### Extracted records ###

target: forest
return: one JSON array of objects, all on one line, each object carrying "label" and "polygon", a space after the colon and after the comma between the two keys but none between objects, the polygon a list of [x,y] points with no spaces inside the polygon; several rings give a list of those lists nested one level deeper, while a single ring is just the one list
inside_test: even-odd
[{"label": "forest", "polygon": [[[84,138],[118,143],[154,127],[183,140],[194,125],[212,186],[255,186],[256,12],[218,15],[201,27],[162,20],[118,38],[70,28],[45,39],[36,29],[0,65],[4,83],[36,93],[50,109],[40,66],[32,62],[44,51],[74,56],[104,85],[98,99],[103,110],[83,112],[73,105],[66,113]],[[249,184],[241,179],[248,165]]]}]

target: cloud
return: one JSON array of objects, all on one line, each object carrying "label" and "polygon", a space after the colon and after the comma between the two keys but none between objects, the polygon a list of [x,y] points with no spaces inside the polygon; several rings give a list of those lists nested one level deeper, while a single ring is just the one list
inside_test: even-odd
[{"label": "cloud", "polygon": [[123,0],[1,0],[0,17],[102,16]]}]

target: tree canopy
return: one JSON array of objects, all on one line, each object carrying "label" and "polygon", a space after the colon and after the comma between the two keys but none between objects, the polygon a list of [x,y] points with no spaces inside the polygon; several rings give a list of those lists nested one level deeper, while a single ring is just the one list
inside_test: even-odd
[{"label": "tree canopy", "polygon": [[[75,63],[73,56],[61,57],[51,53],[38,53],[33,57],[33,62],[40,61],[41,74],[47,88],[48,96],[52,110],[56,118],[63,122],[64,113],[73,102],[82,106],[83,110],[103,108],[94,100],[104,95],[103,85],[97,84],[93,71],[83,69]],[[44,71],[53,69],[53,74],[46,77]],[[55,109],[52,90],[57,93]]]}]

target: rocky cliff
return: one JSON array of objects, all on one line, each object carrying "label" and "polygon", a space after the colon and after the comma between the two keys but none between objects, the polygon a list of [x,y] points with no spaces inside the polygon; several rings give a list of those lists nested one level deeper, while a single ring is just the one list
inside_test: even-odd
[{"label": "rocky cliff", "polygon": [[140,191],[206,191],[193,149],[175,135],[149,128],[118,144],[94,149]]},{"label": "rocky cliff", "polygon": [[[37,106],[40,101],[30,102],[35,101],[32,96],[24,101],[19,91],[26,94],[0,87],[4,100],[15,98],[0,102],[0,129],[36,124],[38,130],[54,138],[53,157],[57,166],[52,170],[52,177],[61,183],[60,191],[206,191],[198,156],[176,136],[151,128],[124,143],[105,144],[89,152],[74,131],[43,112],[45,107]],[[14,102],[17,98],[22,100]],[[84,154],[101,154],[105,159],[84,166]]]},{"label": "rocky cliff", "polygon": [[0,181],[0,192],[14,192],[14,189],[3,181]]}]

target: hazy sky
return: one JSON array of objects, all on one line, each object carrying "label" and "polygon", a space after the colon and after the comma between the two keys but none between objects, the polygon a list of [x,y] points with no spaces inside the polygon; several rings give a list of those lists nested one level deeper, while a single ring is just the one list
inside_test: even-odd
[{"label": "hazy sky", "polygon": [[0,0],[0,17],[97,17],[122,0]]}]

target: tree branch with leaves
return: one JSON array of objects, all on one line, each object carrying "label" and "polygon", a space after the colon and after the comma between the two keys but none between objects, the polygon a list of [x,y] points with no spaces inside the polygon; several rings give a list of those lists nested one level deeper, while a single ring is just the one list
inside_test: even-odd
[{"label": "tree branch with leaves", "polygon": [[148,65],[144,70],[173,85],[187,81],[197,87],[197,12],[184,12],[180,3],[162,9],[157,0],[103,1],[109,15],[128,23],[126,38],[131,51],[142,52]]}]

###

**What to do**
Can you lay out every line of the data above as a Markdown table with the columns Row and Line, numbering the rows and leaving out blank lines?

**Task answer**
| Row | Line |
|---|---|
| 1 | target: forest |
| 2 | return: one JSON array of objects, all on one line, each object carrying "label" and "polygon", a space after the colon and after the comma between the two keys but none between objects, the polygon a list of [x,y] points with no spaces inside the polygon; several rings give a list of those lists nested one level deeper, while a single ring is just the one list |
| 3 | inside_test: even-odd |
| 4 | [{"label": "forest", "polygon": [[[84,138],[118,143],[154,127],[183,140],[194,125],[212,186],[255,186],[256,12],[218,15],[201,27],[162,20],[118,38],[70,28],[45,39],[36,29],[0,65],[4,83],[36,93],[50,109],[40,66],[32,62],[44,51],[74,56],[104,85],[98,99],[103,110],[83,112],[73,105],[66,113]],[[249,184],[241,179],[248,165]]]}] |
| 5 | target: cloud |
| 6 | return: one JSON array of objects, all on one line, each object carrying "label" and "polygon", a space after the colon and after the comma between the two keys but none between objects, the polygon a list of [x,y] points with no spaces inside the polygon; several rings give a list of those lists nested one level deeper, while a single ring is just the one list |
| 7 | inside_test: even-odd |
| 8 | [{"label": "cloud", "polygon": [[123,0],[1,0],[0,17],[102,16]]}] |
| 9 | target: tree canopy |
| 10 | return: one JSON array of objects, all on one line, each object carrying "label" and "polygon", a space after the colon and after the comma between the two keys but none between objects, the polygon a list of [x,y] points with no spaces inside the polygon; several rings give a list of those lists nested one level deeper, while a single ring is just the one list |
| 11 | inside_test: even-odd |
| 12 | [{"label": "tree canopy", "polygon": [[[75,63],[73,56],[61,57],[51,53],[38,53],[33,57],[33,62],[40,61],[41,74],[47,88],[48,96],[52,110],[56,118],[63,122],[64,113],[73,102],[82,106],[83,110],[103,108],[94,100],[104,95],[103,85],[97,84],[93,71],[83,69]],[[44,71],[53,69],[53,74],[46,77]],[[55,109],[52,90],[57,93]]]}] |
| 13 | target: rocky cliff |
| 14 | return: one JSON array of objects, all on one line, each object carrying "label" and "polygon", a space after the colon and after the comma between the two keys but none between objects, the polygon a list of [x,y] points with no spaces inside the polygon; several rings give a list of those lists nested one level deeper, while a single ring is just the one list |
| 15 | inside_test: even-odd |
| 16 | [{"label": "rocky cliff", "polygon": [[140,191],[206,191],[193,149],[175,135],[149,128],[118,144],[94,149]]},{"label": "rocky cliff", "polygon": [[[37,106],[40,101],[30,102],[35,101],[32,96],[24,101],[19,91],[26,94],[0,87],[4,100],[15,98],[0,102],[0,129],[36,124],[38,130],[54,138],[53,157],[57,166],[52,170],[52,177],[61,183],[60,191],[206,191],[198,156],[176,136],[151,128],[124,143],[105,144],[89,152],[74,131],[43,112],[45,107]],[[14,102],[17,98],[22,100]],[[84,154],[101,154],[105,159],[84,166]]]},{"label": "rocky cliff", "polygon": [[0,181],[0,192],[14,192],[14,189],[3,181]]}] |
| 17 | target: hazy sky |
| 18 | return: one JSON array of objects, all on one line, each object carrying "label" and "polygon", a space after the colon and after the comma between the two keys but none between objects, the polygon a list of [x,y] points with no spaces inside the polygon; several rings give a list of those lists nested one level deeper, while a single ring is just the one list |
| 19 | inside_test: even-odd |
| 20 | [{"label": "hazy sky", "polygon": [[0,0],[0,17],[97,17],[122,0]]}] |
| 21 | target: tree branch with leaves |
| 22 | return: one JSON array of objects, all on one line, each object carrying "label" and "polygon", a space after the colon and after the comma between the two keys but none between objects, the polygon a list of [x,y] points with no spaces inside the polygon; several rings give a list of those lists nested one level deeper, while a single ring is just the one list |
| 23 | inside_test: even-odd |
| 24 | [{"label": "tree branch with leaves", "polygon": [[148,65],[144,70],[173,85],[187,81],[197,87],[197,12],[184,12],[180,3],[162,9],[157,0],[103,1],[109,15],[128,23],[126,38],[131,51],[142,52]]}] |